### [Brano estratto]
· · ·

La saga Manet: una dynasty artistica degna di Beautiful

La «famiglia allargata» del precursore dell’Impressionismo è al centro di una mostra all’Isabella Stewart Gardner Museum. Fu Berenson a volere che nel museo bostoniano il ritratto della madre dell’artista fosse esposto tra Pollaiolo e Degas

«Manet. A Model Family», in corso fino al 20 gennaio all’Isabella Stewart Gardner Museum-Hostetter Gallery di Boston, dedicata da Diana Seave Greenwald a uno dei precursori dell’Impressionismo, è la prima mostra incentrata sui «portrait family» all’interno dell’opera di Édouard Manet (1832-83). I diversi contributi in catalogo presentano l’esito di analisi tecniche, accurate ricerche d’archivio e d’indagini biografiche condotte attorno alla famiglia del pittore per studiarne i molteplici risvolti all’interno del contesto borghese di fine Ottocento.

· · ·

### [Cosa farai]
a) Copia dal brano sulla mostra di Manet il passo che comincia con "La saga Manet: una" e prosegue fino a "di fine Ottocento.", senza cambiare nulla.
b) Ripeti identiche le righe dei record, cominciando dalla prima e proseguendo fino alla riga con "[89,51,102,61]", entrambe comprese.

· · ·

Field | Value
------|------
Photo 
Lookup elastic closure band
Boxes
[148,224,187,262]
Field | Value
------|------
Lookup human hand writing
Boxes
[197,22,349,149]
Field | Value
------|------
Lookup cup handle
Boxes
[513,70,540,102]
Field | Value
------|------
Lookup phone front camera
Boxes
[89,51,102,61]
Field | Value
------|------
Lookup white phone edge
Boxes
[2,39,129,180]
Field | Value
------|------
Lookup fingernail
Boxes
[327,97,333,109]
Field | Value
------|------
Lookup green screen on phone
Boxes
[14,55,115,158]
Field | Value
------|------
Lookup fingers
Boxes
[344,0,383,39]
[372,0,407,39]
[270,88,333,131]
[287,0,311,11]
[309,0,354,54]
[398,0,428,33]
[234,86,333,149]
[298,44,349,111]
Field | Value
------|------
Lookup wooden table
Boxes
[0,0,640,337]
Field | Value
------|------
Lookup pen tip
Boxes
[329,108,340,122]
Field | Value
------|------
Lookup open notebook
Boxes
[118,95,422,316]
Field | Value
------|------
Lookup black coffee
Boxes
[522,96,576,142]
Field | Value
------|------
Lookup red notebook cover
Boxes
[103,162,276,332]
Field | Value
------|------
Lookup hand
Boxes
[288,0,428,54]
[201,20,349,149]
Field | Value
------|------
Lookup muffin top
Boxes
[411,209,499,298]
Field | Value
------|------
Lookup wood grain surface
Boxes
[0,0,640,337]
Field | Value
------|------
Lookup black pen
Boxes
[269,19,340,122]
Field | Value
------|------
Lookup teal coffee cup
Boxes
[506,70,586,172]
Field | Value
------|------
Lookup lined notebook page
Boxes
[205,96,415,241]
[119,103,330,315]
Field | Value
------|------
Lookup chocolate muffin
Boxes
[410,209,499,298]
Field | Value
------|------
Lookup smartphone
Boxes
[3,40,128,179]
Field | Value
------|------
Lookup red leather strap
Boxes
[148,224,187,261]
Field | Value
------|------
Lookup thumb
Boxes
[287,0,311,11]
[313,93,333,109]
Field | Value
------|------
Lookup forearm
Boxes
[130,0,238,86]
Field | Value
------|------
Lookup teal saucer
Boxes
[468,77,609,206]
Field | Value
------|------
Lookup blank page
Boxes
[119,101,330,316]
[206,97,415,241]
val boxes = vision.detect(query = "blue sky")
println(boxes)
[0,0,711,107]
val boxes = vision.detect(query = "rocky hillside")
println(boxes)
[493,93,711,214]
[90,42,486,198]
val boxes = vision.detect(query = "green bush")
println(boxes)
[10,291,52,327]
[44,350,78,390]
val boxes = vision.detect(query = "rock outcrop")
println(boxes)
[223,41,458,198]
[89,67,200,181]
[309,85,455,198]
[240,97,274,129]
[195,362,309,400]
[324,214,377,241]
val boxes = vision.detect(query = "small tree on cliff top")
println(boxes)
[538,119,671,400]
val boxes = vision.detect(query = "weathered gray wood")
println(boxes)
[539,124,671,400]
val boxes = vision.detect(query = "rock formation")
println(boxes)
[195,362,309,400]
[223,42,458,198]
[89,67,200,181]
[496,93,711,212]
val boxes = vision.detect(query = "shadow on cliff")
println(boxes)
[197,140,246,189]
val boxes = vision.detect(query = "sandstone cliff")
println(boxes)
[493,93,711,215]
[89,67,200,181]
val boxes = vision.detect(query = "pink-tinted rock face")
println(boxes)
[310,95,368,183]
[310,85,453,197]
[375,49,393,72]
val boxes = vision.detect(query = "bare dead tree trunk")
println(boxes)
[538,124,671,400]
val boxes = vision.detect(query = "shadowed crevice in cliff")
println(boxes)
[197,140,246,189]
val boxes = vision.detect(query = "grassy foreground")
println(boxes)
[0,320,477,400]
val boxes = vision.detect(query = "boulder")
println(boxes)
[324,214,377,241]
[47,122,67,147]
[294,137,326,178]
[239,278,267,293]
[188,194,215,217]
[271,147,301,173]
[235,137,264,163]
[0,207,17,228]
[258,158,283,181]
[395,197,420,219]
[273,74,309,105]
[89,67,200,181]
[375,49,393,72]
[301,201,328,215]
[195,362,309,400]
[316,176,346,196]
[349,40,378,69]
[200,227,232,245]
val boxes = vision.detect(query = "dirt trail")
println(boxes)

· · ·

### [Elenco soluzioni]
a)
La saga Manet: una dynasty artistica degna di Beautiful

La «famiglia allargata» del precursore dell’Impressionismo è al centro di una mostra all’Isabella Stewart Gardner Museum. Fu Berenson a volere che nel museo bostoniano il ritratto della madre dell’artista fosse esposto tra Pollaiolo e Degas

«Manet. A Model Family», in corso fino al 20 gennaio all’Isabella Stewart Gardner Museum-Hostetter Gallery di Boston, dedicata da Diana Seave Greenwald a uno dei precursori dell’Impressionismo, è la prima mostra incentrata sui «portrait family» all’interno dell’opera di Édouard Manet (1832-83). I diversi contributi in catalogo presentano l’esito di analisi tecniche, accurate ricerche d’archivio e d’indagini biografiche condotte attorno alla famiglia del pittore per studiarne i molteplici risvolti all’interno del contesto borghese di fine Ottocento.

b)
Field | Value
------|------
Photo 
Lookup elastic closure band
Boxes
[148,224,187,262]
Field | Value
------|------
Lookup human hand writing
Boxes
[197,22,349,149]
Field | Value
------|------
Lookup cup handle
Boxes
[513,70,540,102]
Field | Value
------|------
Lookup phone front camera
Boxes
[89,51,102,61]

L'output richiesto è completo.